The lines to extract begin at the one containing "Where can the white wooden" and run to the end of the listing; set them down exactly and alone.

··········

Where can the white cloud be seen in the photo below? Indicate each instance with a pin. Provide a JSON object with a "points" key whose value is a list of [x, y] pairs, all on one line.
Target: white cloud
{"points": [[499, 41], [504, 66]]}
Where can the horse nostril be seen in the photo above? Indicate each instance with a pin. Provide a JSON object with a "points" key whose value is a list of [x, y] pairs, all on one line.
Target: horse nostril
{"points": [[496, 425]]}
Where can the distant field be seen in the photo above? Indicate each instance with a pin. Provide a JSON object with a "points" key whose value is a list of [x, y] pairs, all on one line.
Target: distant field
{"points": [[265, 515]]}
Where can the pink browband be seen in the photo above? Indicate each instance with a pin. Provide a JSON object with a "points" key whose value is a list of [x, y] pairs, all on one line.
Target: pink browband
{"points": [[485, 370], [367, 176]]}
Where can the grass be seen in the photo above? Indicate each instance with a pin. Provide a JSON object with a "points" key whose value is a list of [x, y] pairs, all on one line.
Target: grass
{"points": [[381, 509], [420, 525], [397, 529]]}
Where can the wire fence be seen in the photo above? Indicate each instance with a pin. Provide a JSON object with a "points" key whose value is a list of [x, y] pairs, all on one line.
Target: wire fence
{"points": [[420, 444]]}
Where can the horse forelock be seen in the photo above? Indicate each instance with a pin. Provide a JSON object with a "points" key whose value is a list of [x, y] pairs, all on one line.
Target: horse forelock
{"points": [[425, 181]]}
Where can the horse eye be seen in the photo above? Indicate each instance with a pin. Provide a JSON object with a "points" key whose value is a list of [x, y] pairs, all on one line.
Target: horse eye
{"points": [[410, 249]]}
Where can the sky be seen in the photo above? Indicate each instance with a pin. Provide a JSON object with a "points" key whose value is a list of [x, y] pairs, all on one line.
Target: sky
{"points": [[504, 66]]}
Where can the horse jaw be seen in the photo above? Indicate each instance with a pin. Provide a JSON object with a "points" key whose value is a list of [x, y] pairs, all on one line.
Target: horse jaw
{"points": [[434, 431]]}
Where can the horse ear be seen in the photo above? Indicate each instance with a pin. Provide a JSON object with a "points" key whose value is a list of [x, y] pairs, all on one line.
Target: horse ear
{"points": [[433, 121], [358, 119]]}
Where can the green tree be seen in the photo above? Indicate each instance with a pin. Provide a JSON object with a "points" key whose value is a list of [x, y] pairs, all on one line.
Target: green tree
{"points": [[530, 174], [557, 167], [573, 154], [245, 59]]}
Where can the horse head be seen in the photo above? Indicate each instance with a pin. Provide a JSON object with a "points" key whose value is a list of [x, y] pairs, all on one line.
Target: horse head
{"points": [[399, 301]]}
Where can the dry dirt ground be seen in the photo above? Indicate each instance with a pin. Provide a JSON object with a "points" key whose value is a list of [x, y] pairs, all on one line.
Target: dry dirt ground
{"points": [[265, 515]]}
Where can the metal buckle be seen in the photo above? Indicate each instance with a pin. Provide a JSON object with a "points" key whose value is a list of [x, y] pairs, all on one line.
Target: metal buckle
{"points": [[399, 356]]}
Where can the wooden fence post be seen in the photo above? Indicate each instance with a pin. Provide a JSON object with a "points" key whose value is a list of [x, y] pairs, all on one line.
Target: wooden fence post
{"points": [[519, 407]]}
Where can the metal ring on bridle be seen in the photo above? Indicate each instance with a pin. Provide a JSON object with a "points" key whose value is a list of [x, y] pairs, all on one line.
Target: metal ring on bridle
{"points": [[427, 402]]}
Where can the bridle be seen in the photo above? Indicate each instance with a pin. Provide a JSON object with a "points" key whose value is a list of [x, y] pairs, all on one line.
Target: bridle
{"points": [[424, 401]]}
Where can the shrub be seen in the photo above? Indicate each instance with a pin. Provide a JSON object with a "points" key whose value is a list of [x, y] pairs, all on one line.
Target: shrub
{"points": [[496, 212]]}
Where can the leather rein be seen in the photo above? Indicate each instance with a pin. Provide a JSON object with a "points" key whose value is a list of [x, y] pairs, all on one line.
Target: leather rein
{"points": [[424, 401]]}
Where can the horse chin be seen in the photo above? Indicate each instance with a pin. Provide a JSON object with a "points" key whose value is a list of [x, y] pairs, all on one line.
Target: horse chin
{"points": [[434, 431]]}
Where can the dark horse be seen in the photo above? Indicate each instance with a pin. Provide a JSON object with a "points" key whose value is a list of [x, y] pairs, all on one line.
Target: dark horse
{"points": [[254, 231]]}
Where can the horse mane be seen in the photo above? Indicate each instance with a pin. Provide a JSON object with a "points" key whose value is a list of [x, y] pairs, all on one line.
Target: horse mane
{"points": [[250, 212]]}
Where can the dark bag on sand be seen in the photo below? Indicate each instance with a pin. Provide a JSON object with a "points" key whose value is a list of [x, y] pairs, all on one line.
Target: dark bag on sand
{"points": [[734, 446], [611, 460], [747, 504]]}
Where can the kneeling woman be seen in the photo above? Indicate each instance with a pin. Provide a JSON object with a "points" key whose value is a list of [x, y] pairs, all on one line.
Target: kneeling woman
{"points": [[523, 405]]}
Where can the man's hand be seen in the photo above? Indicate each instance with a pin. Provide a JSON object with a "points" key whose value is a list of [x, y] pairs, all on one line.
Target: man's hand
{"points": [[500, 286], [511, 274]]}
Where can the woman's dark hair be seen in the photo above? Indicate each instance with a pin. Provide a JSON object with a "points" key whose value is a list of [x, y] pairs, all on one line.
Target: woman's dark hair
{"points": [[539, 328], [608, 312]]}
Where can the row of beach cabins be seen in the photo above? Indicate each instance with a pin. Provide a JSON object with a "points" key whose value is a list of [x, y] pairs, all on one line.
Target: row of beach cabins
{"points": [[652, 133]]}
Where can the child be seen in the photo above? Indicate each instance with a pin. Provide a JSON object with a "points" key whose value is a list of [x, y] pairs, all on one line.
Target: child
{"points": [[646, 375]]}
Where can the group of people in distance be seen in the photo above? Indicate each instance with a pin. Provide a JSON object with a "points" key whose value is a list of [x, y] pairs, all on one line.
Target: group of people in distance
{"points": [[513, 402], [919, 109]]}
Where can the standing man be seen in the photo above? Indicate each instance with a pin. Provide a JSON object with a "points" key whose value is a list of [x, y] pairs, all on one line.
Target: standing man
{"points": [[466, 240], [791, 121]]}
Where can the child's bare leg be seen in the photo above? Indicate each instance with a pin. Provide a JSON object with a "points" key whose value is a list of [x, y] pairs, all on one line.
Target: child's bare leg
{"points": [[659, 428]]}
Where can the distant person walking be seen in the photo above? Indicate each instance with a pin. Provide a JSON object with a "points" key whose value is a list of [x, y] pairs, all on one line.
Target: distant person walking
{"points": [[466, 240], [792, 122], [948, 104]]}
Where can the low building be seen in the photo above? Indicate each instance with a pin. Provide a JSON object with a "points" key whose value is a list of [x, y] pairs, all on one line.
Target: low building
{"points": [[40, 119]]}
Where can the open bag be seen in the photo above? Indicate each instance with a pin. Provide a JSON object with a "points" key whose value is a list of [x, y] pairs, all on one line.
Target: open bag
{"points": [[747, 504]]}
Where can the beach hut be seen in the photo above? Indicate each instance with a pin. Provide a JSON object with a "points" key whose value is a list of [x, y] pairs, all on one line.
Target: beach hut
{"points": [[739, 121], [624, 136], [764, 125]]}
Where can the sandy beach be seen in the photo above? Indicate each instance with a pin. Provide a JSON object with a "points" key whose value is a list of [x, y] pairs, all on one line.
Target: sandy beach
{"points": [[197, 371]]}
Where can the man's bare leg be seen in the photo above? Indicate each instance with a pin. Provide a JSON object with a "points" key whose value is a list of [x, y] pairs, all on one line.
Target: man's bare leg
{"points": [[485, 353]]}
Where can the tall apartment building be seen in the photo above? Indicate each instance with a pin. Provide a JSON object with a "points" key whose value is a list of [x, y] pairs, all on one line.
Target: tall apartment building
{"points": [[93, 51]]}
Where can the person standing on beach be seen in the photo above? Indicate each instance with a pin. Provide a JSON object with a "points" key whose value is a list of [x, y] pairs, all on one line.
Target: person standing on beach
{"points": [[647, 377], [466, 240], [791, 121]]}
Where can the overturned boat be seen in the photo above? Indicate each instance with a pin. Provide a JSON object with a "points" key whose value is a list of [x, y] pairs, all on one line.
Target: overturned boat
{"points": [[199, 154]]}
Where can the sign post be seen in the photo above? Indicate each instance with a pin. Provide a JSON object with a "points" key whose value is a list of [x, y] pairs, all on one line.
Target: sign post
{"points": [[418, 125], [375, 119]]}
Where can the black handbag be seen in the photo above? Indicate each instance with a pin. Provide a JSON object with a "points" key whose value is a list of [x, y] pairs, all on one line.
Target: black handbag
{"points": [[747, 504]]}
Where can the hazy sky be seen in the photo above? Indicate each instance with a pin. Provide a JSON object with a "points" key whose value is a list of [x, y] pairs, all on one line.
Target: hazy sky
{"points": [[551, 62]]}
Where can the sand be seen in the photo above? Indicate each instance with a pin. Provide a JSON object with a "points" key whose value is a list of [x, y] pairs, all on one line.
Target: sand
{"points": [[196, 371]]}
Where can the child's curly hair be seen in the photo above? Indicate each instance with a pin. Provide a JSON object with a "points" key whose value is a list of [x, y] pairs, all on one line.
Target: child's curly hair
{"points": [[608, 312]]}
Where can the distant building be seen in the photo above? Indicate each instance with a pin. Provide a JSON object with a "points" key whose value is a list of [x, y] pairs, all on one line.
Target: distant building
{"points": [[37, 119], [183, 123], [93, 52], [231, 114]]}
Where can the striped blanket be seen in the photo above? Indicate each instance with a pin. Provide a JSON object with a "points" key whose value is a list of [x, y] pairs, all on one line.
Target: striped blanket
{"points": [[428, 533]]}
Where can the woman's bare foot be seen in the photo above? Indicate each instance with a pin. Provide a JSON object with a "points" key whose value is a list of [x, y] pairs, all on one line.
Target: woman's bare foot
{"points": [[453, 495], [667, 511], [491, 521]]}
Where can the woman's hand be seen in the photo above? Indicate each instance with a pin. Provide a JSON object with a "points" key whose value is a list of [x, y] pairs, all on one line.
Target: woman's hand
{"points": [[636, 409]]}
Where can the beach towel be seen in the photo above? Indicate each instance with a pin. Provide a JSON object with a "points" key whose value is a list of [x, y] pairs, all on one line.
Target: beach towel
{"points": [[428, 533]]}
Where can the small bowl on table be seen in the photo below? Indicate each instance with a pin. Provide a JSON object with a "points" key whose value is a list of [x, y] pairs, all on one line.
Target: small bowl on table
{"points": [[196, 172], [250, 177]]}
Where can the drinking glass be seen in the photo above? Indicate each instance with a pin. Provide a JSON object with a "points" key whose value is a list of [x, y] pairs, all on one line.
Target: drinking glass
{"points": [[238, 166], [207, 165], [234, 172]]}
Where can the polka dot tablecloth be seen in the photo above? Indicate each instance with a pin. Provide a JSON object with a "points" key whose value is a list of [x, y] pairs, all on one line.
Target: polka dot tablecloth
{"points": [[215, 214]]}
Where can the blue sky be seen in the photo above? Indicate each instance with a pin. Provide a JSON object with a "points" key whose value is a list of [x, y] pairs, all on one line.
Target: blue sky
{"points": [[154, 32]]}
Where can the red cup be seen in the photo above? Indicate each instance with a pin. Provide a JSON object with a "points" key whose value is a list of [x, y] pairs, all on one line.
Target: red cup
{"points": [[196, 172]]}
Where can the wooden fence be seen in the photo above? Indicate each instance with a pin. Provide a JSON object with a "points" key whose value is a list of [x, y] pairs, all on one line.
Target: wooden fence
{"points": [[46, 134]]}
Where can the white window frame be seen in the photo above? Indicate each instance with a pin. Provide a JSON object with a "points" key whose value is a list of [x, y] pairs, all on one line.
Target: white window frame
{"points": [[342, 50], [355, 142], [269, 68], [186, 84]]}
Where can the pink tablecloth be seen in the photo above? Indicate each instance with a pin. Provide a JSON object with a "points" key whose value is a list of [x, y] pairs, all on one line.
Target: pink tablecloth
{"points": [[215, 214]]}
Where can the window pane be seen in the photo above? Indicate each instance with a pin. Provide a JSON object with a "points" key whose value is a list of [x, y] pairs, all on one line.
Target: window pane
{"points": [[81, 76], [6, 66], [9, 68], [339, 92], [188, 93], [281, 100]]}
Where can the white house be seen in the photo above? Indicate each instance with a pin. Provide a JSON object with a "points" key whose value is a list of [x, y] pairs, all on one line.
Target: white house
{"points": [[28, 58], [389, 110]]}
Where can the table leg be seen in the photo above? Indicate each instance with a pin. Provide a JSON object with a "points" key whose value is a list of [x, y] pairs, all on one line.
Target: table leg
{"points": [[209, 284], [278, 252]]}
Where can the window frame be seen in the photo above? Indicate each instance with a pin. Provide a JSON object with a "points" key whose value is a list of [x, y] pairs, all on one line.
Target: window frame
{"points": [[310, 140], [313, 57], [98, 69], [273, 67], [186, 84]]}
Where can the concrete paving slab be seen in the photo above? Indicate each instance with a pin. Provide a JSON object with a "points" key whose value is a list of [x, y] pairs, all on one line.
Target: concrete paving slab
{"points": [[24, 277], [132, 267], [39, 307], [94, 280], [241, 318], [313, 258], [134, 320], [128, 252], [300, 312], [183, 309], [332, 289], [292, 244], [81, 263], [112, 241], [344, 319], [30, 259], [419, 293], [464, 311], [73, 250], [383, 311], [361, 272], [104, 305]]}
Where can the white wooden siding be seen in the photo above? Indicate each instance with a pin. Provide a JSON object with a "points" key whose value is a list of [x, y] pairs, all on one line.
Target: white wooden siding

··········

### [Result]
Where can the white wooden siding be seen in the photo above? Indicate each instance with a pin. Provide a JSON object with a "points" key whose value is a list of [x, y] pairs, all on one line.
Target: white wooden siding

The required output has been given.